* **Stated task**
Find every line of the material that contains the word "wooden", matching case exactly, and copy each of those lines in full.

________________________________________

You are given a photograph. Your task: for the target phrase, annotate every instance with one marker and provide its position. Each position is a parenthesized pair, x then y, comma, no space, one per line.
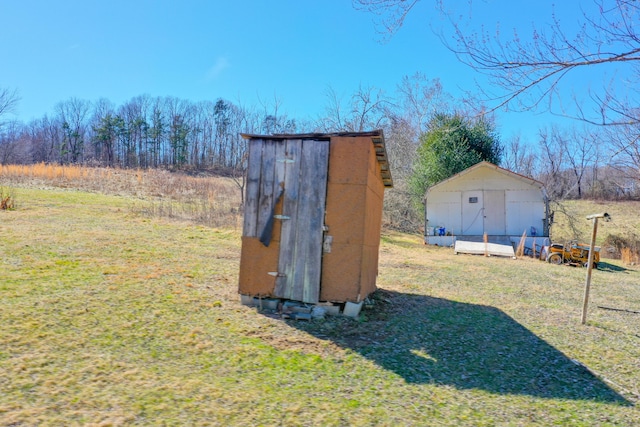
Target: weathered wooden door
(301,169)
(494,212)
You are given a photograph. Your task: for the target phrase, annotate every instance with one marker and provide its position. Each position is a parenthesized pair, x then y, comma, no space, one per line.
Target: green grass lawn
(111,318)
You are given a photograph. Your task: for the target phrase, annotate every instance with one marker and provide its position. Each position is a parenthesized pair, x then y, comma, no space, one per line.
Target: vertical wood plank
(304,203)
(285,285)
(266,198)
(254,170)
(316,156)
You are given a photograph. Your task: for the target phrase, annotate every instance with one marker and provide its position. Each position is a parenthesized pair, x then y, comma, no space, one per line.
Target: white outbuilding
(485,199)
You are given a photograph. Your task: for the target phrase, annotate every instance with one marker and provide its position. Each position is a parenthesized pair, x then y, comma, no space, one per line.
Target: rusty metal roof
(377,138)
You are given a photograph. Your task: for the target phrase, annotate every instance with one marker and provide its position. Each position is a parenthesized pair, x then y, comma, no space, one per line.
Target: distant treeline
(167,132)
(144,132)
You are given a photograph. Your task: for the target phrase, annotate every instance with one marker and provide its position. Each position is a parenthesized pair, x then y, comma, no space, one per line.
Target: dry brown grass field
(115,314)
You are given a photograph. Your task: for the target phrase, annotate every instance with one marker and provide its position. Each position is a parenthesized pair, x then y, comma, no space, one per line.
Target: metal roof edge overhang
(491,166)
(377,138)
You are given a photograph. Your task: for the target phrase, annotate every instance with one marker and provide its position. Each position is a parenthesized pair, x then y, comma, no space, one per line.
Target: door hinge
(276,274)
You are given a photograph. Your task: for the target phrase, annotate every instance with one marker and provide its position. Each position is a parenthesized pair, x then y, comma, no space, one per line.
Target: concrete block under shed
(352,309)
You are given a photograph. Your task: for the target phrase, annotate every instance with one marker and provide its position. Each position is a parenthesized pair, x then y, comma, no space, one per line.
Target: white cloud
(221,64)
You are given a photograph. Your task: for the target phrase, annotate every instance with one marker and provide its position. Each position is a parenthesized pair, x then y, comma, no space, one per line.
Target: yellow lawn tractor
(572,253)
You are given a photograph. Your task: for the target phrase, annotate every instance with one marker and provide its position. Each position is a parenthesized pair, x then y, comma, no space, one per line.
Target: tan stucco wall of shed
(355,194)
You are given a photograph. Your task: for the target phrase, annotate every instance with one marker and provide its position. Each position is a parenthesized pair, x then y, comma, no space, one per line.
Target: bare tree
(8,102)
(520,158)
(527,69)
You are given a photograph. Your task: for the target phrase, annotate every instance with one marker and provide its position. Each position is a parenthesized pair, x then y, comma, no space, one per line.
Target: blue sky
(248,51)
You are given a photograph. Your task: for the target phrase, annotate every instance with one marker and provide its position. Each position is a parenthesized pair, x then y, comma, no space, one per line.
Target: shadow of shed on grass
(432,340)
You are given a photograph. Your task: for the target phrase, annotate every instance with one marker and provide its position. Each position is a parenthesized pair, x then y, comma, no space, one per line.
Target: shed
(485,198)
(313,215)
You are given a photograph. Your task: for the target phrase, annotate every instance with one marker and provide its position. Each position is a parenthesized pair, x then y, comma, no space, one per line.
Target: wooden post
(587,285)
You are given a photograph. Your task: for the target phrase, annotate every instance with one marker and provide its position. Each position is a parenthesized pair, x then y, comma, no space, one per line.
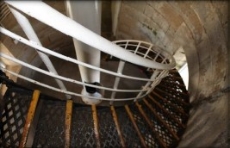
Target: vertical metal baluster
(68,119)
(114,114)
(96,126)
(135,126)
(29,118)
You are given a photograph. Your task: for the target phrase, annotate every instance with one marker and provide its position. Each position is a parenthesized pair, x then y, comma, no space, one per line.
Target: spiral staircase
(134,99)
(158,120)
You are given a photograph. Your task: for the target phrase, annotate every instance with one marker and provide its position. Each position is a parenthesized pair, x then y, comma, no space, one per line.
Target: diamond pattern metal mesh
(170,105)
(82,134)
(127,129)
(50,127)
(16,103)
(107,130)
(144,128)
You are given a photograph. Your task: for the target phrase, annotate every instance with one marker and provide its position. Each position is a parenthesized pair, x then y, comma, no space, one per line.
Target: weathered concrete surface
(201,28)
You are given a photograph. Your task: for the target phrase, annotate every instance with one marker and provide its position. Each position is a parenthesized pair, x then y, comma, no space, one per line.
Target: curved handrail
(55,19)
(36,46)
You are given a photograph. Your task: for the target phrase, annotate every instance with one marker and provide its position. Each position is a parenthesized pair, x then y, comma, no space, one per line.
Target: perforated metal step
(158,120)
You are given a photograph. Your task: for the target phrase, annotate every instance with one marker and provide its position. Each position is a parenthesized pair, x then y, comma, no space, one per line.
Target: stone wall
(200,27)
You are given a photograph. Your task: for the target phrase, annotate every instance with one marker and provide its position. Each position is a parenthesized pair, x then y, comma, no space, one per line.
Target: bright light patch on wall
(183,71)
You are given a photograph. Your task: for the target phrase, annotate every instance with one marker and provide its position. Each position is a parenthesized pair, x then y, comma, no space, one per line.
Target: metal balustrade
(146,56)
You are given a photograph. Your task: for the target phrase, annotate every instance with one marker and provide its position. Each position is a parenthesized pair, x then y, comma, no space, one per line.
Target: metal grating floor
(159,120)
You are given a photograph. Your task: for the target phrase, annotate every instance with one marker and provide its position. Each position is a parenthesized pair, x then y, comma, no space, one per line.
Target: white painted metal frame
(30,33)
(137,52)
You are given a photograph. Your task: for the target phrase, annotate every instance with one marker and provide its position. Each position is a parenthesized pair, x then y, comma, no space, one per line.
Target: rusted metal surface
(159,118)
(150,124)
(96,126)
(157,121)
(164,110)
(29,118)
(135,126)
(175,90)
(68,119)
(114,114)
(171,104)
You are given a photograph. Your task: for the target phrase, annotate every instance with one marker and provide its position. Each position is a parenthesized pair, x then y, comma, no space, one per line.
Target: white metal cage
(146,56)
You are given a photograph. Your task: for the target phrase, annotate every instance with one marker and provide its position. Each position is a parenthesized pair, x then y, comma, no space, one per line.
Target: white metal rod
(147,52)
(137,47)
(30,33)
(88,14)
(61,77)
(117,80)
(55,19)
(50,52)
(62,91)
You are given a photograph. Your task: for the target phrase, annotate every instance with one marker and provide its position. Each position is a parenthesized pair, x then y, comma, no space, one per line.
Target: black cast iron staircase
(31,119)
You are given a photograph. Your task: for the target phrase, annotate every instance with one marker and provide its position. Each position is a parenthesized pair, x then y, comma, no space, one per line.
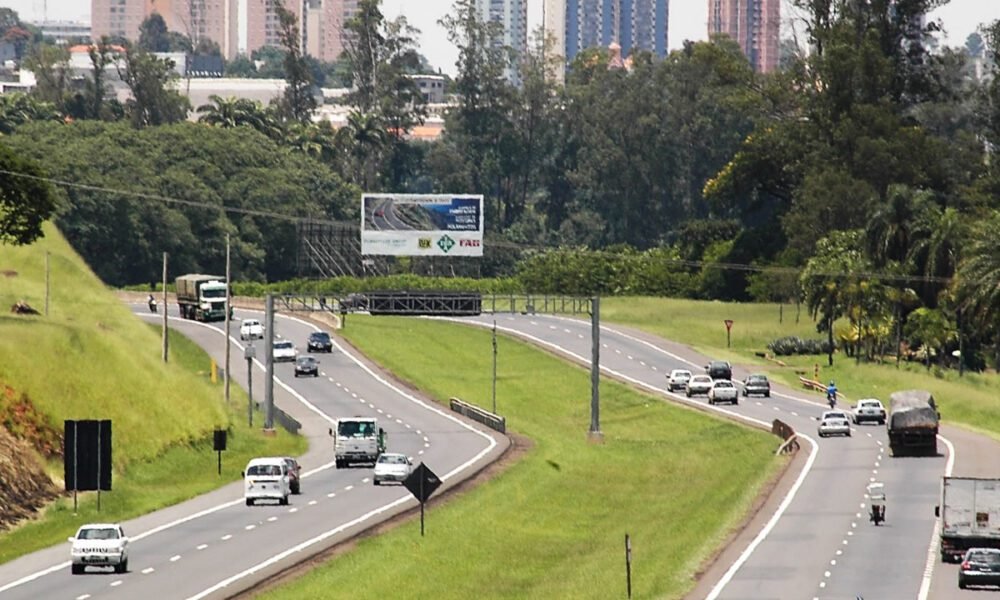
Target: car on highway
(677,380)
(698,384)
(306,365)
(723,391)
(284,351)
(758,384)
(99,545)
(980,566)
(266,478)
(868,409)
(294,475)
(319,341)
(834,422)
(251,329)
(719,369)
(392,466)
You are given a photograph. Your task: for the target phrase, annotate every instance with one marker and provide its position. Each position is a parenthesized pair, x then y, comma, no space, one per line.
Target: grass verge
(180,472)
(969,400)
(553,525)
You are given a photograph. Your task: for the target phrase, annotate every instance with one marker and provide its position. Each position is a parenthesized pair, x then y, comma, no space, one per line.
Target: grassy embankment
(553,524)
(91,358)
(969,400)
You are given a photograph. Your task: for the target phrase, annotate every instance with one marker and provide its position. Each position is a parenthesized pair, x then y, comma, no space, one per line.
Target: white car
(698,384)
(267,479)
(392,467)
(869,409)
(251,329)
(284,351)
(99,545)
(723,390)
(677,380)
(834,422)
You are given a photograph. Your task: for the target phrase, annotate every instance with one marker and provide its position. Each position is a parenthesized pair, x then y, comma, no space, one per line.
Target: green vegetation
(553,524)
(91,358)
(969,400)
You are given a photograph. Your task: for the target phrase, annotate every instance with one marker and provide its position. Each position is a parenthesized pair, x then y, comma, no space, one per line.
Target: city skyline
(688,20)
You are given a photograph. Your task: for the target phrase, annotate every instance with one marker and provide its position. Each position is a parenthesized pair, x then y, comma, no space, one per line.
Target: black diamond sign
(422,482)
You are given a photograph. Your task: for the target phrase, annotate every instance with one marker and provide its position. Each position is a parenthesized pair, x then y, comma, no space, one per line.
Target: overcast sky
(688,20)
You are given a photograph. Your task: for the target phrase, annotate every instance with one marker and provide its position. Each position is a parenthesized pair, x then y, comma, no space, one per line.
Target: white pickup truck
(99,545)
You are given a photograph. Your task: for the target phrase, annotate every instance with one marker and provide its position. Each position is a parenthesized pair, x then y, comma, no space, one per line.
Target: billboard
(422,224)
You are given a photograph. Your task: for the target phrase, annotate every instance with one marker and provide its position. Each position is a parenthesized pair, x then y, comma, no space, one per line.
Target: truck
(969,514)
(912,423)
(357,440)
(202,297)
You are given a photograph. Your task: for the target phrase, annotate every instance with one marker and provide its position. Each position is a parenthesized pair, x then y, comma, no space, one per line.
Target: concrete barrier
(475,413)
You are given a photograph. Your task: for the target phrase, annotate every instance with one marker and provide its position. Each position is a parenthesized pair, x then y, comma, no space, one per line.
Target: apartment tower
(754,24)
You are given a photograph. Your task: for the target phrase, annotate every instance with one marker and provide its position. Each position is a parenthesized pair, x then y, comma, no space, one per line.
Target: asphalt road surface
(820,543)
(214,545)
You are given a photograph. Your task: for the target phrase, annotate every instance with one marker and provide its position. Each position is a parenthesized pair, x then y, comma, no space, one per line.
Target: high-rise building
(754,24)
(632,24)
(513,17)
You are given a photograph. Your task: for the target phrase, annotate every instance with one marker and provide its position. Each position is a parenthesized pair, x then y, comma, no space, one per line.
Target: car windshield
(102,533)
(265,470)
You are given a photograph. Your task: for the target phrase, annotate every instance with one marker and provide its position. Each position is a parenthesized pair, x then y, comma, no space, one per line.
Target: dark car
(719,369)
(306,365)
(980,566)
(319,341)
(757,384)
(294,475)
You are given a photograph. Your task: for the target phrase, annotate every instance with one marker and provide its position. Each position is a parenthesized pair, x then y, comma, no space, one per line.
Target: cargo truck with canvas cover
(202,297)
(912,423)
(357,439)
(970,515)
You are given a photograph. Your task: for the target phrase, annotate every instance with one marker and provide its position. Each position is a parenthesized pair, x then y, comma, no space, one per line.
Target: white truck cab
(268,479)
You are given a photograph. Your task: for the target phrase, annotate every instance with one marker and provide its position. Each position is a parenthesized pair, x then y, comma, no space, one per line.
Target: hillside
(90,358)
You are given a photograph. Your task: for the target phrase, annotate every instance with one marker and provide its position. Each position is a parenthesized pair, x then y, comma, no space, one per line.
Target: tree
(26,200)
(153,102)
(298,102)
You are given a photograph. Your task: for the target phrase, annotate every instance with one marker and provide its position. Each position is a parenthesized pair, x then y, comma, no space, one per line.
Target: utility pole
(165,308)
(229,310)
(269,361)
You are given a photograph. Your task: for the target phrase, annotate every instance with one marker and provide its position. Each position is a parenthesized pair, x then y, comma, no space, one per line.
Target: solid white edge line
(932,549)
(319,538)
(786,501)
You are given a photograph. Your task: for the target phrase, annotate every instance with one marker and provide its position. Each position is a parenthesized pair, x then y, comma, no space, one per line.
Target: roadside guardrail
(475,413)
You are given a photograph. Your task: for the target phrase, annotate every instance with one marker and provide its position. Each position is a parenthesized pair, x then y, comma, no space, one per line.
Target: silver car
(834,422)
(698,384)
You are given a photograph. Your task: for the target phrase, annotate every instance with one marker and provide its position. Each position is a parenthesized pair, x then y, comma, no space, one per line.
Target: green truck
(202,297)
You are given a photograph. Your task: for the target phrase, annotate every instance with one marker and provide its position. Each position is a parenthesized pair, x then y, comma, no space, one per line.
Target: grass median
(969,400)
(553,524)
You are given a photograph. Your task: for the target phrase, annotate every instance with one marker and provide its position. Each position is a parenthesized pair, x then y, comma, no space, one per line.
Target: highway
(214,545)
(820,543)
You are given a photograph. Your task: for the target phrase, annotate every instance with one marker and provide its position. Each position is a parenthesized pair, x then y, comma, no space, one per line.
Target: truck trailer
(202,297)
(970,515)
(912,423)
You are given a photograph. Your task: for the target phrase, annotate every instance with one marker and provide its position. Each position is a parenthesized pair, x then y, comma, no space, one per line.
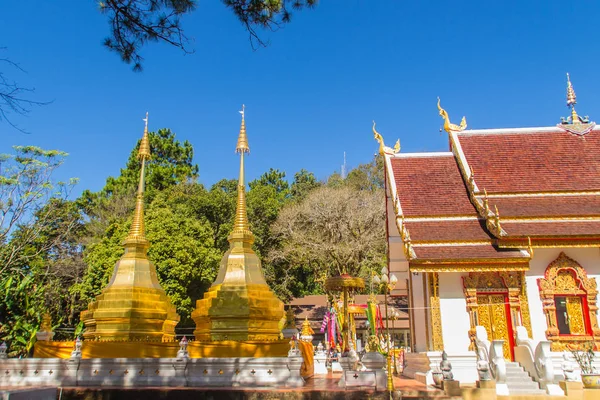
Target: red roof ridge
(492,218)
(423,155)
(502,131)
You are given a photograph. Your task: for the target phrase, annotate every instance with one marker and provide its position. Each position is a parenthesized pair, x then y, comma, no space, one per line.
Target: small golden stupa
(133,306)
(239,305)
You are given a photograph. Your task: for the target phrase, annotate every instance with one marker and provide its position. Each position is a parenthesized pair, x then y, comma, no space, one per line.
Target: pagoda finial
(571,100)
(575,123)
(241,226)
(137,233)
(571,97)
(242,146)
(448,126)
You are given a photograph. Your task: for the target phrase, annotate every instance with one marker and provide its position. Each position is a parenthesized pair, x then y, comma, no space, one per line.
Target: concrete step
(528,392)
(522,385)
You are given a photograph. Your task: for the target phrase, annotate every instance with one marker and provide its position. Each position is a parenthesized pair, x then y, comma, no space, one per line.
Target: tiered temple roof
(497,193)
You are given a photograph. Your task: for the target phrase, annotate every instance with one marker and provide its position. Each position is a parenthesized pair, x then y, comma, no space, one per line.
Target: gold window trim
(554,283)
(436,316)
(510,282)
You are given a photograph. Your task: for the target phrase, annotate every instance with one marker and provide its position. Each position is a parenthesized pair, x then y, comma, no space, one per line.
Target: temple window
(569,301)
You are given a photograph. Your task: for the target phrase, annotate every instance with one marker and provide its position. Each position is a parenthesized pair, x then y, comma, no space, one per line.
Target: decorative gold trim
(555,283)
(525,314)
(440,243)
(455,268)
(427,311)
(511,282)
(554,218)
(558,193)
(436,315)
(547,242)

________________________________________

* **Final answer**
Target: weathered wooden door
Target: wooden post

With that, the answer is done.